>> BEGIN Given information

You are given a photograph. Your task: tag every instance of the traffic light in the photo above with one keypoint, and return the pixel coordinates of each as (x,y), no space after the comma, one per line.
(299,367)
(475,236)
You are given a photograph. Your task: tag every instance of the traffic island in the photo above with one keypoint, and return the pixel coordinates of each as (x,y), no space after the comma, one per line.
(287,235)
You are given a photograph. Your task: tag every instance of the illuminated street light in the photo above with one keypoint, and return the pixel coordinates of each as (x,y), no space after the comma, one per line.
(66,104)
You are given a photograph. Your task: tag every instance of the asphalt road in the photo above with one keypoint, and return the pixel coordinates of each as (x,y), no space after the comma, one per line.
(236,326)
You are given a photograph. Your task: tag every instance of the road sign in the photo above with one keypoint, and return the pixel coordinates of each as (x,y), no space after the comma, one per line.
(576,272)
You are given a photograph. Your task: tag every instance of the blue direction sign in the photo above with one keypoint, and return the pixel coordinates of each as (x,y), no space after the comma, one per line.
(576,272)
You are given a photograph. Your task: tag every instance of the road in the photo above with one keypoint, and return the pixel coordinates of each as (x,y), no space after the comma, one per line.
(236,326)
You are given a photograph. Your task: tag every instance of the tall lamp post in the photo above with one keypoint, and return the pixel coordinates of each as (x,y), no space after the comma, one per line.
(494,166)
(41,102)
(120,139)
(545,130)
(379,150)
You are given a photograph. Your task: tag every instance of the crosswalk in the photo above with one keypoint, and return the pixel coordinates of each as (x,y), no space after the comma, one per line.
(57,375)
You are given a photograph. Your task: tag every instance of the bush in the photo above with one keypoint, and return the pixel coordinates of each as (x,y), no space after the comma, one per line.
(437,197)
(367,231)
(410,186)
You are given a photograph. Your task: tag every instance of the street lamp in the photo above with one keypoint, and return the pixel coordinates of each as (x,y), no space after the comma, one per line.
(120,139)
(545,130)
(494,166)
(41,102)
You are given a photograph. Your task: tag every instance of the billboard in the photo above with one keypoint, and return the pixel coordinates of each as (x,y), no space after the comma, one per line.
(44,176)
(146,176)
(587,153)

>> END Given information

# Your objective
Starting at the line that contains "of the bush" and ending at the last line of the entries, rescale those lines: write every line out again, text and answers alike, and multiply each coordinate in the answers by 0.95, rounding to whole numbers with halves rounded up.

# Result of this task
You are given a photograph. Your task: tag every instance of the bush in the photo above with one keypoint, and return the pixel coordinates of each as (x,y), no space after the comma, one per line.
(415,187)
(349,219)
(390,177)
You are given a photograph. Your task: tag every instance of the street lamp in the photo above with one keypoint, and return the pixel coordinates of each as (x,y), no space after the comma, one per line.
(114,132)
(518,124)
(469,158)
(39,97)
You are given a photograph. Your task: tag every instance of the billboard in the photo above with one keypoint, and return the pixel coordinates of each as (x,y), no space after the comma, one per line.
(42,167)
(139,167)
(558,145)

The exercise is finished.